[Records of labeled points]
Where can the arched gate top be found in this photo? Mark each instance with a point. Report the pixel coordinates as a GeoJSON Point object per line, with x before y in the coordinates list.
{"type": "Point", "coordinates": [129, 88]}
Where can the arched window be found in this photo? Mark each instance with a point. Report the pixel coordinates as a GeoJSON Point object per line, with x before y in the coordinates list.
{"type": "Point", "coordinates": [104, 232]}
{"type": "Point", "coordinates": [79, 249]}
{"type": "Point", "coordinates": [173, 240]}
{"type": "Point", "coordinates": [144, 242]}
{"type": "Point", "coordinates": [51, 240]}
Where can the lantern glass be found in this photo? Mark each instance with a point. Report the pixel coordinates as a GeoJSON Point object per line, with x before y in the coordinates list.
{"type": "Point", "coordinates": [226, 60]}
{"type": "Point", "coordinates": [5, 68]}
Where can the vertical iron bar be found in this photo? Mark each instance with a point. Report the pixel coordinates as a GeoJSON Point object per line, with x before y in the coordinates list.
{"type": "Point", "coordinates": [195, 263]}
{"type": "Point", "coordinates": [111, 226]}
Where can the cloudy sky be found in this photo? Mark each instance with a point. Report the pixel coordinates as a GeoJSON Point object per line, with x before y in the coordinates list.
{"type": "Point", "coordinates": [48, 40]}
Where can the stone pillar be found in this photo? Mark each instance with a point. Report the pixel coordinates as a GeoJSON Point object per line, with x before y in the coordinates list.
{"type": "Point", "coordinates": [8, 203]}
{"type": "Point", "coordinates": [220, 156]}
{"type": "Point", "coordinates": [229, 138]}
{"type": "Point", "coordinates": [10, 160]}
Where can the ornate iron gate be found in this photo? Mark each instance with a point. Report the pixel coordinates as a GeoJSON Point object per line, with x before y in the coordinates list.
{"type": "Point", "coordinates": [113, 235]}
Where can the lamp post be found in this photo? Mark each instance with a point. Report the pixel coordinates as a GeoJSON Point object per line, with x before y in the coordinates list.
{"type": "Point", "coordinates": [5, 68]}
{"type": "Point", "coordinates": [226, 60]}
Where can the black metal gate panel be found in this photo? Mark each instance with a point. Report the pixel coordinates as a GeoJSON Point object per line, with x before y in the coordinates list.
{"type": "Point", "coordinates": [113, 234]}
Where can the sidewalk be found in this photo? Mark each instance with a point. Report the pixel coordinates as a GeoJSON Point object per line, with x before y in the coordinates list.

* _Required work_:
Reproduce the lines above verbatim, from first to last.

* _Solved problem_:
Where can the arched gate top be found in this photo? Mark each instance with a point. Report the pixel coordinates as a GeoJSON Point object per line, with x before y in the coordinates list.
{"type": "Point", "coordinates": [129, 88]}
Where can the arched window be found in this photo? Mark each instance with a point. Report the pixel coordinates as a GeoJSON Point object per line, with x before y in the coordinates list.
{"type": "Point", "coordinates": [104, 232]}
{"type": "Point", "coordinates": [79, 249]}
{"type": "Point", "coordinates": [173, 240]}
{"type": "Point", "coordinates": [144, 242]}
{"type": "Point", "coordinates": [51, 240]}
Where can the lantern glass be found in this photo? Mark each instance with a point. Report the pixel coordinates as a GeoJSON Point object per line, with x before y in the coordinates list.
{"type": "Point", "coordinates": [226, 60]}
{"type": "Point", "coordinates": [5, 68]}
Where can the vertical iron bar be found in this photo? Mark each instance with a point. Report the pixel coordinates as a GeoJSON Point object per line, with x before y in the coordinates list.
{"type": "Point", "coordinates": [195, 263]}
{"type": "Point", "coordinates": [111, 226]}
Where can the cloudy sky be found in this photo? Mark each instance with a point. Report the pixel coordinates as a GeoJSON Point object per line, with x before y in the coordinates list.
{"type": "Point", "coordinates": [48, 40]}
Where can the stone pillar be found in this photo? Mark each instance with a point. Report the pixel coordinates as a GeoJSON Point object per line, with x before y in the coordinates list.
{"type": "Point", "coordinates": [8, 203]}
{"type": "Point", "coordinates": [220, 156]}
{"type": "Point", "coordinates": [229, 138]}
{"type": "Point", "coordinates": [10, 160]}
Where can the ornate iron gate be found in this photo? Mark each instance with a point. Report the pixel coordinates as a GeoJSON Point object per line, with x before y in the coordinates list.
{"type": "Point", "coordinates": [113, 235]}
Where can the lamp post be found in this photo? Mark each instance with a point. Report the pixel coordinates as a GeoJSON Point object per line, with x before y in the coordinates list.
{"type": "Point", "coordinates": [5, 68]}
{"type": "Point", "coordinates": [226, 60]}
Where can the black metal gate panel be found in this photo? Mark each instance with a point. Report the pixel coordinates as a GeoJSON Point object per line, with x before y in the coordinates list.
{"type": "Point", "coordinates": [113, 234]}
Where can the sidewalk be found in this photo? Mark each instance with a point. Report the pixel coordinates as a GeoJSON Point object per line, with x before y in the coordinates list.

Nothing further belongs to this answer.